# WHAT YOU NEED TO DO:
Filter the material below down to the lines containing the word "like".
GIVEN RECORDS START
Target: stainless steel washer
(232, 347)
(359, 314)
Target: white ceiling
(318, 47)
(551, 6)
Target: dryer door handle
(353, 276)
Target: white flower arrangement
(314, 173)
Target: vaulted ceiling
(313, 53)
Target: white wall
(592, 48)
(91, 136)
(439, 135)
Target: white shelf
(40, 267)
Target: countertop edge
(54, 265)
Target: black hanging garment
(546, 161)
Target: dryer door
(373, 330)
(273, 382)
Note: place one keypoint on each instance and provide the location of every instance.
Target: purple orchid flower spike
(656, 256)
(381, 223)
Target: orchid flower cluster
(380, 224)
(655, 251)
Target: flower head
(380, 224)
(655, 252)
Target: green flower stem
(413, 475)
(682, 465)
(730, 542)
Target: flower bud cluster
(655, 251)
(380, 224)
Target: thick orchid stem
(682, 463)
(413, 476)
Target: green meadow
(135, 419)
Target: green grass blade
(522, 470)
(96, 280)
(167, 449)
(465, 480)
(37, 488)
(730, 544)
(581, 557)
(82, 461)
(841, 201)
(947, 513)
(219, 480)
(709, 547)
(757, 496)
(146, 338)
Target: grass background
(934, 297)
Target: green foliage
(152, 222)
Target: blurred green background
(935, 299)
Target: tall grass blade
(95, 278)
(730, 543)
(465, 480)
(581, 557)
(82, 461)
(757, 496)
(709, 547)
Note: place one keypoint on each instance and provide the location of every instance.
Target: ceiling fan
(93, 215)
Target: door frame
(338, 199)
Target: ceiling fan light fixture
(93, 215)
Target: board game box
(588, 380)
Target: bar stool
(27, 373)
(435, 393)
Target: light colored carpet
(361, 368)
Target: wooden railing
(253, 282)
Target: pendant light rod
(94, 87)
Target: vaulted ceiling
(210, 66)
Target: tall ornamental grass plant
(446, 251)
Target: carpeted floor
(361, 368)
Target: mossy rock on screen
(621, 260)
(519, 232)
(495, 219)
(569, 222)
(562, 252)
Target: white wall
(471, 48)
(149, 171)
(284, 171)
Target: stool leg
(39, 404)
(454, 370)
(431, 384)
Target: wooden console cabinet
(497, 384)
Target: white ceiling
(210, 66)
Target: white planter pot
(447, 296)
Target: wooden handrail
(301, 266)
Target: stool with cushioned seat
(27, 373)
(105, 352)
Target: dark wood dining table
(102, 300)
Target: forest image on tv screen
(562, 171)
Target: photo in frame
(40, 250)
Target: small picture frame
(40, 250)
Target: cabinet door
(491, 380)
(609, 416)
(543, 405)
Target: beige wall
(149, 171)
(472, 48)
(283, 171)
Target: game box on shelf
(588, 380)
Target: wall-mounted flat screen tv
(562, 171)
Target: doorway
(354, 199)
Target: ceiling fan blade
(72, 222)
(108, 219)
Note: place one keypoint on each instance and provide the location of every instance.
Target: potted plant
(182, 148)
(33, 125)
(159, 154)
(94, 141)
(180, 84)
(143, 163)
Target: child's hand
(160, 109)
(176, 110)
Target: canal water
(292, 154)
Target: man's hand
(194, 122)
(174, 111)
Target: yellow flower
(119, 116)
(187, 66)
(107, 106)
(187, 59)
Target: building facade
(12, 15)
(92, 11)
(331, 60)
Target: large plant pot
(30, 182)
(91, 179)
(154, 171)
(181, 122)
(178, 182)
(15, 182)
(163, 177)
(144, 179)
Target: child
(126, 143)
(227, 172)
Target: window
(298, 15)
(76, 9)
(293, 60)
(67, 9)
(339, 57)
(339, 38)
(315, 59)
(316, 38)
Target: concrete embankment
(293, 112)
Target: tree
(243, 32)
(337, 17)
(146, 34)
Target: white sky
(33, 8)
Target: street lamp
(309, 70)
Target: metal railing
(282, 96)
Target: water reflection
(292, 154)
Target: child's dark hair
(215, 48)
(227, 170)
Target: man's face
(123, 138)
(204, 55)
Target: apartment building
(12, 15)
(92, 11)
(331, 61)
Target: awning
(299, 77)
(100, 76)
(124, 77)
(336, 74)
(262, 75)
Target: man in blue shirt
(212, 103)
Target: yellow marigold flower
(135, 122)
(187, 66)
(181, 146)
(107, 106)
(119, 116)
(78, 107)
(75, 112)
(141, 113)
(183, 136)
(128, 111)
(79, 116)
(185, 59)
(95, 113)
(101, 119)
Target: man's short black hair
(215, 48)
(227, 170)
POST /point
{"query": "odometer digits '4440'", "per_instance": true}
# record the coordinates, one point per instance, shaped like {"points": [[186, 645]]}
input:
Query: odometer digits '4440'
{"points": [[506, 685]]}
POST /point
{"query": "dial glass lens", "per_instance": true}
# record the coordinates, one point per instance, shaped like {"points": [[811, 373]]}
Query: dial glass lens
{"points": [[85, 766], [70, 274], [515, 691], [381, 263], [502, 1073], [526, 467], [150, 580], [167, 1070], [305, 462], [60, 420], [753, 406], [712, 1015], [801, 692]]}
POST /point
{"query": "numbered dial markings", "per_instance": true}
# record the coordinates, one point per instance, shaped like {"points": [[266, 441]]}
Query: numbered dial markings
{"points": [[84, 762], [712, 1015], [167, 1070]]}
GIVEN RECORDS END
# WRITTEN ANSWER:
# record the coordinates, one point per instance, shaped like {"points": [[186, 645]]}
# record the coordinates, one point per instance, shaped like {"points": [[811, 373]]}
# record the coordinates, one point per instance, shaped like {"points": [[266, 441]]}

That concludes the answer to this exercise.